- **Excerpts of location labeling data**
** START **
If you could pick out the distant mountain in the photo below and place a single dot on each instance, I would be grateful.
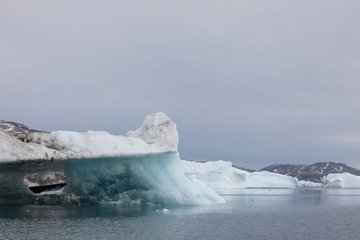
(313, 172)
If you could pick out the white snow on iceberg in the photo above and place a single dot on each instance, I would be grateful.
(142, 167)
(157, 134)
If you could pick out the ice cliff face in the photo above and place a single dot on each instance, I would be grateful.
(157, 134)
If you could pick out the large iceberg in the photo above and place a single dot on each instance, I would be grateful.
(221, 174)
(65, 167)
(157, 134)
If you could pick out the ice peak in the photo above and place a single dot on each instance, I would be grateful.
(157, 134)
(158, 129)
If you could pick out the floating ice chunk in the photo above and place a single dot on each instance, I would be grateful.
(221, 174)
(157, 134)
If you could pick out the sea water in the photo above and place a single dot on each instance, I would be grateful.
(247, 214)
** END **
- **Problem description**
Please rewrite all the lines above, changing "sea water" to "open ocean" and keeping everything else the same. Leave the pictures out of your answer.

- **Complete answer**
If you could pick out the distant mountain in the photo below and place a single dot on each instance, I would be grateful.
(313, 172)
If you could pick out the white snow on iceberg in the photo above and place a single dot on each instance, I would be grateful.
(142, 167)
(157, 134)
If you could pick out the ice cliff face in the photo above and place a single dot on each instance, I would be grateful.
(157, 134)
If you could pick out the large iceberg in the photo above and place a single dot on each instance, I would be grateful.
(221, 174)
(65, 167)
(157, 134)
If you could pick out the ice peak in the photo above and place a single dot on each instance, I would be grateful.
(157, 134)
(158, 129)
If you could pick out the floating ice chunk in the photo above and place a single dot on each instance, I would be grateful.
(221, 174)
(157, 134)
If you could pick out the open ocean in the photo above and place a single dot on each instance, I would be grateful.
(247, 214)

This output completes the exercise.